** Written request **
Pull out every line of the records below that contains the string "Query", matching case exactly.

—————

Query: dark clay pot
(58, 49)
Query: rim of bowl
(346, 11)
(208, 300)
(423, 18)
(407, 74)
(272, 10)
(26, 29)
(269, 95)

—————

** Response **
Query: dark clay pot
Query: rim of bowl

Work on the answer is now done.